- Extrait à lire -
Il n'est pas question d'agir, il est nécessaire seulement de cesser d'agir avec une très-grande violence que l'on fait à la nature, qui tend toujours à la liberté et à la perfection.

Comme il n'y a que de la surprise à l'égard de ces désordres, tant dans les princes que leurs ministres, qui ont toujours été bien été intentionnés, leur simple changement de volonté sera la fin de tout le mal, et le commencement d'une opulence générale, et de celle du souverain, par conséquent.

Ils n'ont qu'à souffrir que chaque particulier soit personnellement le fermier du prince à son égard, et que le prix de ce bail n'excède pas la valeur de la ferme ; ce qui arrivant, et ce qui n'est pas inconnu, un fermier ne peut que prendre la fuite et laisser la terre en friche, par où le prince perd pour le moins autant que lui.

Bien loin qu'après qu'un malheureux alambic a fait évaporer une quantité effroyable de biens et de denrées pour former ce fatal précis à son maître, l'impôt perdu par le prince sur les biens anéantis soit remplacé par ceux qui ont causé ce dépérissement, ce qui ne serait pas même à leur pouvoir, c'est justement le contraire, puisqu'ils ne payent pas même leur quote-part d'une juste contribution par rapport à ce qui reste de biens en essence en leurs mains, par cette malheureuse coutume, que la quantité de facultés est une sauvegarde contre les impôts dus au prince, qui ne doivent être exigés ou payés que par ceux qui s'en trouvent et en doivent être accablés.

- Données présentées -
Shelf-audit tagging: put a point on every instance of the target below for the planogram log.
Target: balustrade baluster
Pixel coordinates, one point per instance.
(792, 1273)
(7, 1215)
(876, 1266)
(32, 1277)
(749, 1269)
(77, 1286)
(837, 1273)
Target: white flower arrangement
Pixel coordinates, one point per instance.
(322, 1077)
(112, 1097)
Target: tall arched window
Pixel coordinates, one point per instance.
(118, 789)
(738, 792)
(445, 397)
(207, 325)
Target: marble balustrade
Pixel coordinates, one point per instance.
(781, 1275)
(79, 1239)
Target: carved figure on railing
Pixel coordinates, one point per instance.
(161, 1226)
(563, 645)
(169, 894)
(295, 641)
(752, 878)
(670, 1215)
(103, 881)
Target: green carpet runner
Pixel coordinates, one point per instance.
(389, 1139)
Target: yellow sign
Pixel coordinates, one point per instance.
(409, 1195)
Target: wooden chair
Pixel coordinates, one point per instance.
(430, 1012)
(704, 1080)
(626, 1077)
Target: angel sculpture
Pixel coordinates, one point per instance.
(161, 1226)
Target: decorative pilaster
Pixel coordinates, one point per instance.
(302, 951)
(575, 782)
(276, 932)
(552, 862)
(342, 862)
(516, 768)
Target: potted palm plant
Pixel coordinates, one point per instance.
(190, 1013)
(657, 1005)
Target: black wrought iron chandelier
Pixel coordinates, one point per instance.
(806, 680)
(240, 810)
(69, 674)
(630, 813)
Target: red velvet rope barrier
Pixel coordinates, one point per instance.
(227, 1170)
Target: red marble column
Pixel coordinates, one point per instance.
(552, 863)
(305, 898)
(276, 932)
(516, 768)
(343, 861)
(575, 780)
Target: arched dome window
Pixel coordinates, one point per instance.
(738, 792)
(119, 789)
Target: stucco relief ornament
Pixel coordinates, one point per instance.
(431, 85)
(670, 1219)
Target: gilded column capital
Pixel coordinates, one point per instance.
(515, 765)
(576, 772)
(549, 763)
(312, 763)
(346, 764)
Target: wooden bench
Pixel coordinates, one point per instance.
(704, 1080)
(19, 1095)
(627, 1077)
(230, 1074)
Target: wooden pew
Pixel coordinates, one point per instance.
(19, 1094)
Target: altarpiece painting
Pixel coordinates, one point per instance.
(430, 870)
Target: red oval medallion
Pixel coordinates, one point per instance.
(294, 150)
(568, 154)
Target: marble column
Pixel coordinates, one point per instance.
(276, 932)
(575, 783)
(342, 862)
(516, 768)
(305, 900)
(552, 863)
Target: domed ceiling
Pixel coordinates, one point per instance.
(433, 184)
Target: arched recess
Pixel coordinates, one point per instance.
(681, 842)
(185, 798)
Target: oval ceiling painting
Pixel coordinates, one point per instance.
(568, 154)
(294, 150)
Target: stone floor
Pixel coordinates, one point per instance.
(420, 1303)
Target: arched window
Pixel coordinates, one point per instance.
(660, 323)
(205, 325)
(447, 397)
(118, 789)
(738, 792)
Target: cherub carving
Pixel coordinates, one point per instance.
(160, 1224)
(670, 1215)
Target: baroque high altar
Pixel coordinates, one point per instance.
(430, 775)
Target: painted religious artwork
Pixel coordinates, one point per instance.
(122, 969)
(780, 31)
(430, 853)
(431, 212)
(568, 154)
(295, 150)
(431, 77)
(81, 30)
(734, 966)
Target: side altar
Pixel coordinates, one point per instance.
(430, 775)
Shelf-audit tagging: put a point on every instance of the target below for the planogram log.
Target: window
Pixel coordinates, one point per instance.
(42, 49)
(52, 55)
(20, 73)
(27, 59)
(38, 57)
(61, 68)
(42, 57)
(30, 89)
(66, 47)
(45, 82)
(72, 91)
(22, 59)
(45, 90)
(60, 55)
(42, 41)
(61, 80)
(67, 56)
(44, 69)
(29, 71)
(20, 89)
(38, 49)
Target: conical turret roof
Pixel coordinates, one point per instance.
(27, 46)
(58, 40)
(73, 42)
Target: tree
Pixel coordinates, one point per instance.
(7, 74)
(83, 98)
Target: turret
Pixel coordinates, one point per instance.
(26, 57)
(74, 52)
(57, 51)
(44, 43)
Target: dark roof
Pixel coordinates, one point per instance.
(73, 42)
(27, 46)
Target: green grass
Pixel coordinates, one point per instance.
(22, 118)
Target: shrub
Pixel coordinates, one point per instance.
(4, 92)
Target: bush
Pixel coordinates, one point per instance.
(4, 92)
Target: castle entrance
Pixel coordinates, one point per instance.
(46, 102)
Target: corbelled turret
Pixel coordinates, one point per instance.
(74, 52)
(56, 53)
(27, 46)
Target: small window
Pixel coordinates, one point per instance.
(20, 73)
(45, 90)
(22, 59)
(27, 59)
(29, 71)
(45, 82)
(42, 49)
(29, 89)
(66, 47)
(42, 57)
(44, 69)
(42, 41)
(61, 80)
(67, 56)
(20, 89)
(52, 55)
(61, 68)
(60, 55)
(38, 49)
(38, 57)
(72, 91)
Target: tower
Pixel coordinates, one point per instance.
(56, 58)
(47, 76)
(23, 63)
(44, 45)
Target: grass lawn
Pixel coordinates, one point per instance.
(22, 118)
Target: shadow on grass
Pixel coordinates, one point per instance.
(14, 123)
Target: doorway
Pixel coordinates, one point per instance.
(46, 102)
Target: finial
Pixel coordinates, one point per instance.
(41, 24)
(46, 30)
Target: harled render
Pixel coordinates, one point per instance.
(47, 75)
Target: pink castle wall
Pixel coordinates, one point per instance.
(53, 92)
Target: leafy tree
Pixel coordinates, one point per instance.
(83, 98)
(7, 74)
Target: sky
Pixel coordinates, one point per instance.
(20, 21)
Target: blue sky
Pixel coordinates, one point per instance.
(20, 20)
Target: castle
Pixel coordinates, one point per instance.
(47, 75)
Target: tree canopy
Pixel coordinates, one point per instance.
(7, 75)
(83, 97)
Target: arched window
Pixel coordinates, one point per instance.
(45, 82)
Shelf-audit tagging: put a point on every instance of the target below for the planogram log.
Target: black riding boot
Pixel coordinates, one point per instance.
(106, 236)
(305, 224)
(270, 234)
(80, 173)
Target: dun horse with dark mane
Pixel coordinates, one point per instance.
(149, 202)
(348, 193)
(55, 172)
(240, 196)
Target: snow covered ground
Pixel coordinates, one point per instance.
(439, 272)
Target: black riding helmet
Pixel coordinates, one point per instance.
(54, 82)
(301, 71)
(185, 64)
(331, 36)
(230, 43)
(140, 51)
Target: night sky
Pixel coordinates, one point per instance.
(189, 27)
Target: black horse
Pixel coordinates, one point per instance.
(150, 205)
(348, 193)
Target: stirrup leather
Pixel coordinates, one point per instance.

- Consignes à suivre -
a – D'après l'extrait sur l'impôt dû au prince, que fait un fermier lorsque le prix du bail excède la valeur de la ferme ?
b – Reprenez l'extrait sur l'impôt dû au prince à la suite de sa dernière phrase.

- Réponses attendues -
a – Il ne peut que prendre la fuite et laisser la terre en friche.

b –
Ainsi l'on voit la perte effroyable qui résulte à un souverain de cette conduite ; mais ce n'est pas tout, ou plutôt ce n'est que la moindre partie du désastre qu'il souffre ; et pour le vérifier, il faut rappeler ce qu'on a dit ci-devant, savoir qu'un écu chez un pauvre ou un très-menu commerçant fait cent fois plus d'effet, ou plutôt de revenu, que chez un riche, par le renouvellement continuel et journalier que souffre cette modique somme chez l'un ; ce qui n'arrive pas à l'égard de l'autre, dans les coffres duquel des quantités bien plus grandes d'argent demeurent des mois et des années entières oiseuses, et par conséquent inutiles, soit par corruption de coeur aveuglé par l'avarice, ou dans l'attente d'un marché plus considérable.

Or, sur cette garde, le roi ou le corps de l'État ne retirent aucune utilité, et ce sont autant de larcins que l'on fait à l'un et à l'autre.

Mais cette somme, comme de mille écus, départie à mille menues gens, aurait fait cent mille mains dans un moindre temps qu'elle n'a résidé dans les coffres de ce riche, ce qui n'aurait pu arriver qu'en faisant par conséquent pour cent mille écus de consommation ; le prince en aurait eu et reçu la dixième partie pour sa part, c'est-à-dire qu'il eût reçu la valeur de dix mille écus sur une somme à l'égard de laquelle il ne reçoit pas un denier par le dérangement de l'usage que l'on en fait, et que l'on augmente et fomente tous les jours, en lui persuadant faussement que c'est pour son utilité particulière que l'on ruine également lui et ses peuples.